═════ Input for this task

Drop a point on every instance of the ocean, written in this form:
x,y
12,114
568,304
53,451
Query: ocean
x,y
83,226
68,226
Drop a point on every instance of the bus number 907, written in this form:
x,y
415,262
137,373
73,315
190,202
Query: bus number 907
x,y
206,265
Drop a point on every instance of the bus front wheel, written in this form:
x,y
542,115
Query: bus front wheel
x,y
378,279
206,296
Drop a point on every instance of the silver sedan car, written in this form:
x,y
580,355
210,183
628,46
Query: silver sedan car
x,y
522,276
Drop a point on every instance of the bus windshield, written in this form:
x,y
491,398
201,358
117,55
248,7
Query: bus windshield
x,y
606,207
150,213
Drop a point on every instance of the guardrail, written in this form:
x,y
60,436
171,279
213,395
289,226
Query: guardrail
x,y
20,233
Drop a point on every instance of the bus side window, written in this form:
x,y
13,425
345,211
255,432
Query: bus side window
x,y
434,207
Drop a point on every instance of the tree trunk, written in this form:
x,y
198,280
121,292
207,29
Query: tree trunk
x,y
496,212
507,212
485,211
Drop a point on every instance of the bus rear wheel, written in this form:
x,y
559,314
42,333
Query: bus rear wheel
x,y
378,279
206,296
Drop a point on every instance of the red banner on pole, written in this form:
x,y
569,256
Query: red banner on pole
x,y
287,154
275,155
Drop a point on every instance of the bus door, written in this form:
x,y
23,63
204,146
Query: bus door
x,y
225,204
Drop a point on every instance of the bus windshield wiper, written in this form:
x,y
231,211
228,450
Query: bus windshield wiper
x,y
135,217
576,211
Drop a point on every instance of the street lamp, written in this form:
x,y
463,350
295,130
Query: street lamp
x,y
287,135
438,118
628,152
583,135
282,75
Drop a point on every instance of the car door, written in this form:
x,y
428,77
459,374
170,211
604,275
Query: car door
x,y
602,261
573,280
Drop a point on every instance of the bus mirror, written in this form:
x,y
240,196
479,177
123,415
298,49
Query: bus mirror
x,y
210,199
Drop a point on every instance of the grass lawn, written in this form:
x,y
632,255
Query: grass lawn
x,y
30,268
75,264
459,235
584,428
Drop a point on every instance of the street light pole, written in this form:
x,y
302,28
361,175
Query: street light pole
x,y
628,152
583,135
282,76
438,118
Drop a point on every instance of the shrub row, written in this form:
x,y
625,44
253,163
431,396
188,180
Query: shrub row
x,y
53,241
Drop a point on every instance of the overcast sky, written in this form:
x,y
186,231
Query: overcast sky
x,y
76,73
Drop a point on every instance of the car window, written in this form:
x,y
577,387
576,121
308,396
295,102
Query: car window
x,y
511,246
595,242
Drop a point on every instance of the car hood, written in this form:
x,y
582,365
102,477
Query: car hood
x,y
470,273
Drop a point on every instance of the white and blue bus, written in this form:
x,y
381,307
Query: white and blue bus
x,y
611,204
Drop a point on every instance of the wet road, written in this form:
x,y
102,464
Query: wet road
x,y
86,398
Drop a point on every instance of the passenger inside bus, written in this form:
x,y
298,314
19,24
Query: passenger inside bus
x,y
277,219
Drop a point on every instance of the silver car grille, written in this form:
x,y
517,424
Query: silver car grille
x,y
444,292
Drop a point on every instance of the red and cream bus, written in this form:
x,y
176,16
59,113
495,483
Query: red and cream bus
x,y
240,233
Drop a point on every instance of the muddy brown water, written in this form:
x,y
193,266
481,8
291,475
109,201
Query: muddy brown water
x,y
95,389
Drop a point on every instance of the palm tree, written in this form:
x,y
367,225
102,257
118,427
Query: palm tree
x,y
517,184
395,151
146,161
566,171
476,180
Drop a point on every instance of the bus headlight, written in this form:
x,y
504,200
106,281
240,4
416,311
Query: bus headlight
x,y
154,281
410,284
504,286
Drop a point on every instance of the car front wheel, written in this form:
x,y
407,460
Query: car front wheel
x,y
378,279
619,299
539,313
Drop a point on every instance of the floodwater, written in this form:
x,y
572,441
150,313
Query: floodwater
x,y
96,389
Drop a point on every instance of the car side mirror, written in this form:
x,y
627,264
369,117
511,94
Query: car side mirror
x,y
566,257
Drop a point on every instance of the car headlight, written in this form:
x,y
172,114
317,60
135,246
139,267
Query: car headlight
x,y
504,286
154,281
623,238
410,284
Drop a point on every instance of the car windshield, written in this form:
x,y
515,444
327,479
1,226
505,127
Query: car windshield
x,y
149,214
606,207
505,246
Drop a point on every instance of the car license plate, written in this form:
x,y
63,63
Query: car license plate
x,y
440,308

══════════
═════ Input for this task

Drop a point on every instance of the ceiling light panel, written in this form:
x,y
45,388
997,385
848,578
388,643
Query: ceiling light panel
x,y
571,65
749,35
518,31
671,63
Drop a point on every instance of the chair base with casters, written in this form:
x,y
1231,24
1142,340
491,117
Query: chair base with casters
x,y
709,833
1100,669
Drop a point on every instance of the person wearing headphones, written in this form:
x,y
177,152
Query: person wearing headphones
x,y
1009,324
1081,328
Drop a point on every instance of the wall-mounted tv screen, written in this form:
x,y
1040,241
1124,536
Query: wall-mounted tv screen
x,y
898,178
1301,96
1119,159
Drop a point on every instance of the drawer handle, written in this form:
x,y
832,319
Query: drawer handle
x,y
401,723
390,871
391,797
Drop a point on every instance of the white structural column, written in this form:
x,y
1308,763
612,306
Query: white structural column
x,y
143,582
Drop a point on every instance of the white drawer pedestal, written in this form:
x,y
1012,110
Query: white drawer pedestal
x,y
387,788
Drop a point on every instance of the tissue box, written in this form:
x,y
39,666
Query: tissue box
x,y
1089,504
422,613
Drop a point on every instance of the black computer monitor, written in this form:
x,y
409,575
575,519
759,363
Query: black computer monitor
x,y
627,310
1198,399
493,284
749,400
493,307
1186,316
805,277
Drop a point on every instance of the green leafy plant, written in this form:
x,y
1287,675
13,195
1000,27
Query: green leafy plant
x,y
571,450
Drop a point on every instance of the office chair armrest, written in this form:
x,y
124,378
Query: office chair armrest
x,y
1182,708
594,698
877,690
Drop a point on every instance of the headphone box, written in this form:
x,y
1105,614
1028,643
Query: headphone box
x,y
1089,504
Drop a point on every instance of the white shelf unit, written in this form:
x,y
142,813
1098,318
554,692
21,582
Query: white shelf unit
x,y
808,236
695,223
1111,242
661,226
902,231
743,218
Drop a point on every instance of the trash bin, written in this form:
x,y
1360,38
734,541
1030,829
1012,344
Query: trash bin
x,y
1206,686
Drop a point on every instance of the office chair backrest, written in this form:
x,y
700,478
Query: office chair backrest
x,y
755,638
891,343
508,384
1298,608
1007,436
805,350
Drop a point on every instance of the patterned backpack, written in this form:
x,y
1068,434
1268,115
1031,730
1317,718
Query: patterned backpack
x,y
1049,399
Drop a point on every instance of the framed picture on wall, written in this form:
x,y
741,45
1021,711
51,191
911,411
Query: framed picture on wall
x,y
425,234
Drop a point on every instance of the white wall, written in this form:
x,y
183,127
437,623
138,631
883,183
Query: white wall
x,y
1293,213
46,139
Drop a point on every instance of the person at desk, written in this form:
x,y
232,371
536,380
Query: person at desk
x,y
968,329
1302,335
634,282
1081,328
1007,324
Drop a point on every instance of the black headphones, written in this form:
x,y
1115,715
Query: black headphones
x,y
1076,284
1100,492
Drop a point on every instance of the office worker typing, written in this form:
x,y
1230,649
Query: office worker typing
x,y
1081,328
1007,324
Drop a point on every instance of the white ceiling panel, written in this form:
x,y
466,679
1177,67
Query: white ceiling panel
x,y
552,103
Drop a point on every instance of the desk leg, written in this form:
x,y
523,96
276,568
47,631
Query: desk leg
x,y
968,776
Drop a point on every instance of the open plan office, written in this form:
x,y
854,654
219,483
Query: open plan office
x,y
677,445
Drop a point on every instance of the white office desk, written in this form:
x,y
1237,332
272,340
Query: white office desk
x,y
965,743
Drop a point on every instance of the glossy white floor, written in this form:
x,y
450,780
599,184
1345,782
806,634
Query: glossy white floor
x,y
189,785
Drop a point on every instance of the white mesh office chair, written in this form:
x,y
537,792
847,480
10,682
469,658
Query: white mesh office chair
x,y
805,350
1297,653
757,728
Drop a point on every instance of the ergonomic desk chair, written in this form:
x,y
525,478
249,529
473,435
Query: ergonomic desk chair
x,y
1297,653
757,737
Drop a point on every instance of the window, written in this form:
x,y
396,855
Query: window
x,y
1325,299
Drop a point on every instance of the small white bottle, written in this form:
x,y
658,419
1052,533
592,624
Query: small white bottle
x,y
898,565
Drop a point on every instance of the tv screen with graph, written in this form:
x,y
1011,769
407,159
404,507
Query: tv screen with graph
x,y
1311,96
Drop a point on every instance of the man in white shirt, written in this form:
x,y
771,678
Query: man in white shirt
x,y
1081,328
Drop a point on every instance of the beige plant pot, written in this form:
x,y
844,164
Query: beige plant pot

══════════

## Your objective:
Output the rows that start at the line containing "Drop a point on every instance of the black headphones, written" and end at the line containing "Query: beige plant pot", with both of those lines included, as a Markdown table with the columns Row and Line. Number each line in the Row column and leave out blank lines.

## The output:
| Row | Line |
|---|---|
| 1 | Drop a point on every instance of the black headphones, written in this form: |
| 2 | x,y |
| 3 | 1115,715 |
| 4 | Query: black headphones |
| 5 | x,y |
| 6 | 1076,284 |
| 7 | 1100,492 |
| 8 | Drop a point on every instance of the office worker typing, written in this form: |
| 9 | x,y |
| 10 | 1230,649 |
| 11 | Query: office worker typing |
| 12 | x,y |
| 13 | 1081,328 |
| 14 | 1007,324 |
| 15 | Drop a point on every instance of the white ceiling panel, written in this form: |
| 16 | x,y |
| 17 | 466,679 |
| 18 | 1177,67 |
| 19 | Query: white ceiling panel |
| 20 | x,y |
| 21 | 552,103 |
| 22 | Drop a point on every instance of the desk leg, written in this form: |
| 23 | x,y |
| 24 | 523,96 |
| 25 | 276,568 |
| 26 | 47,631 |
| 27 | Query: desk leg |
| 28 | x,y |
| 29 | 968,776 |
| 30 | Drop a point on every instance of the open plan office, written in this form: |
| 31 | x,y |
| 32 | 854,654 |
| 33 | 219,483 |
| 34 | Query: open plan office |
| 35 | x,y |
| 36 | 677,445 |
| 37 | Drop a point on every instance of the white office desk, written in this form: |
| 38 | x,y |
| 39 | 1237,332 |
| 40 | 272,340 |
| 41 | Query: white office desk |
| 42 | x,y |
| 43 | 965,743 |
| 44 | Drop a point on every instance of the glossy white floor, written in this form: |
| 45 | x,y |
| 46 | 450,780 |
| 47 | 599,184 |
| 48 | 1345,782 |
| 49 | 806,634 |
| 50 | Query: glossy white floor |
| 51 | x,y |
| 52 | 189,785 |
| 53 | Drop a point on every instance of the white mesh office chair, written in this form: |
| 54 | x,y |
| 55 | 537,792 |
| 56 | 847,480 |
| 57 | 10,682 |
| 58 | 469,658 |
| 59 | Query: white mesh office chair |
| 60 | x,y |
| 61 | 805,350 |
| 62 | 1297,653 |
| 63 | 757,728 |
| 64 | Drop a point on every instance of the ergonomic desk chair, written in this form: |
| 65 | x,y |
| 66 | 525,478 |
| 67 | 249,529 |
| 68 | 473,435 |
| 69 | Query: ergonomic desk chair |
| 70 | x,y |
| 71 | 1297,653 |
| 72 | 757,737 |
| 73 | Drop a point on every instance of the window, written in this form: |
| 74 | x,y |
| 75 | 396,855 |
| 76 | Query: window |
| 77 | x,y |
| 78 | 1325,299 |
| 79 | Drop a point on every instance of the small white bottle, written in this form: |
| 80 | x,y |
| 81 | 658,419 |
| 82 | 1052,533 |
| 83 | 592,624 |
| 84 | Query: small white bottle |
| 85 | x,y |
| 86 | 898,565 |
| 87 | Drop a point on every instance of the tv screen with graph, written in this form: |
| 88 | x,y |
| 89 | 1011,769 |
| 90 | 407,159 |
| 91 | 404,507 |
| 92 | Query: tv screen with graph |
| 93 | x,y |
| 94 | 1311,96 |
| 95 | Drop a point on every instance of the man in white shirt, written in this form: |
| 96 | x,y |
| 97 | 771,678 |
| 98 | Query: man in white shirt |
| 99 | x,y |
| 100 | 1081,328 |
| 101 | Drop a point on every instance of the beige plant pot, written in this form: |
| 102 | x,y |
| 103 | 844,164 |
| 104 | Query: beige plant pot |